Passage
⟨
The diversity of the capitalist economy has already been noticed
in the earliest stages of capitalism. However, the founders of
Marxism thought that it was just a temporary situation, and that
the different modes of production were to be absorbed by the
large-scale industry in the process of industrial concentration
and collectivisation. Even V.I.Lenin, admitting the essentially
non-uniform economical development of imperialism, saw the major
task of the transition period, after the victory of socialist
revolution, in overcoming the diversity of economy inherited
from capitalism. The suggestion of the universal non-uniformity
and the economical hierarchy makes the things look differently.
The diversity of economy within every economical formation is
the objective necessity, since no stage of development can be
lost without any trace in the human culture, and once a scheme
of activity has been discovered, it will be kept in the arsenal
of social creativity for ever. It is this accumulation of
experience that enormously enhances the humanity's ability to
survive. Feudal economy is much more flexible than the ancient
slavery, and the capitalist organisation makes the society even
more stable. Therefore, the replacement of capitalism with some
other economical and social system would require a general
industrial crisis that could not be overcome in the formerly
found ways. This conclusion extends the Marxist statement that
social revolutions result from economical development: the
internal development of economy in a relatively stable environment is
not enough, and there should be some external pressure that makes
the existence of the old social organisation impossible. This
external factor acts as an objective force, though the drastic
environmental changes may be caused by the human activity itself.
Since any economy may combine many modes of production, the process
of one economical formation changing another becomes more smooth.
There is no unbridgeable gulf between the two successive formations,
and the sprouts of a new economical organisation are logically allowed
to grow within the old society. However, if one believes that the
communist formation implies no class antagonism, the different modes
of production would co-exist within communism in an essentially
different way than in the capitalist economy. This problem
requires a special consideration. Here, I may only suggest that
the solution lies in the partial transformation of the real activities
into a kind of instructive games. For example, children may play
the roles of extreme enemies in some game, remaining the friends
in the real life; more of that, they have to be friends
to play together.
⟩
Aim 1
Answer these questions about the passage on economic diversity:
(a) What did V.I.Lenin see as the major task of the transition period after the victory of socialist revolution?
(b) Which does the passage call much more flexible, feudal economy or ancient slavery?
(c) In the passage's example, what roles may children play in a game?
These records are unrelated to the passage above.

Point annotation dataset records
⟨
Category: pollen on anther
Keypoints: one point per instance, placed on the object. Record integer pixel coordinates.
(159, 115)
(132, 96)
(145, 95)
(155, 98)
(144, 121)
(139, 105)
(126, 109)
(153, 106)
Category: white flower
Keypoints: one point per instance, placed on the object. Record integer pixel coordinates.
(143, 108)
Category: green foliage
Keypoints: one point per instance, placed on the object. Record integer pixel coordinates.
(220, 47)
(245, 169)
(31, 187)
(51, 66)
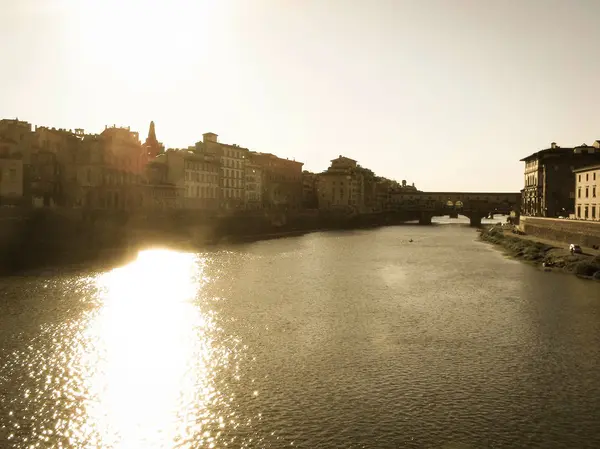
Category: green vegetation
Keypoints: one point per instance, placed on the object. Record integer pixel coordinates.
(579, 264)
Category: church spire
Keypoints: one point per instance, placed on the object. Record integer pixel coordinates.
(151, 134)
(153, 146)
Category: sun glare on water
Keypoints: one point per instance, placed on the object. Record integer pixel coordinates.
(148, 349)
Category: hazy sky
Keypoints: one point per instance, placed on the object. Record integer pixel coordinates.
(448, 94)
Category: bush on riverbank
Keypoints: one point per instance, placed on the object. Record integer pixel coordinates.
(529, 250)
(526, 249)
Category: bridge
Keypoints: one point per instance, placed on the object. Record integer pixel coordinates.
(477, 205)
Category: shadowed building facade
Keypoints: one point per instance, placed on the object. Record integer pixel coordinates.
(341, 186)
(549, 188)
(587, 193)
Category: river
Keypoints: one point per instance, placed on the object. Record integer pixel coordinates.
(328, 340)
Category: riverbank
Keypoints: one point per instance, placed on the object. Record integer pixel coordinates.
(552, 257)
(45, 240)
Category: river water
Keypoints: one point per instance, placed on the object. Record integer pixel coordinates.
(329, 340)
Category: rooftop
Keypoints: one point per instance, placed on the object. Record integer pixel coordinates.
(588, 168)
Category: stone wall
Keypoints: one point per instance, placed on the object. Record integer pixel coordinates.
(585, 233)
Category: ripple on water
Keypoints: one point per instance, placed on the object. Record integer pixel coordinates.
(328, 340)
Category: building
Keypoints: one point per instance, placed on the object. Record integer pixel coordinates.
(160, 194)
(152, 146)
(44, 178)
(254, 186)
(549, 186)
(587, 193)
(11, 180)
(282, 181)
(310, 182)
(232, 159)
(197, 174)
(63, 146)
(19, 132)
(119, 159)
(342, 186)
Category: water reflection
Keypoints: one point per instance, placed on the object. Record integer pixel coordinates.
(144, 366)
(147, 351)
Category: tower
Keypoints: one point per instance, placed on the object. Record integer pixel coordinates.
(152, 145)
⟩
Aim 2
Render the records from the line containing "Category: tower" through the end of the records as a JSON list of strings, one string per line, leaving out blank lines.

Task solution 1
(a) Overcoming the diversity of economy inherited from capitalism.
(b) Feudal economy.
(c) The roles of extreme enemies, while remaining friends in real life.

Task solution 2
[
  "Category: tower",
  "Keypoints: one point per instance, placed on the object. Record integer pixel coordinates.",
  "(152, 145)"
]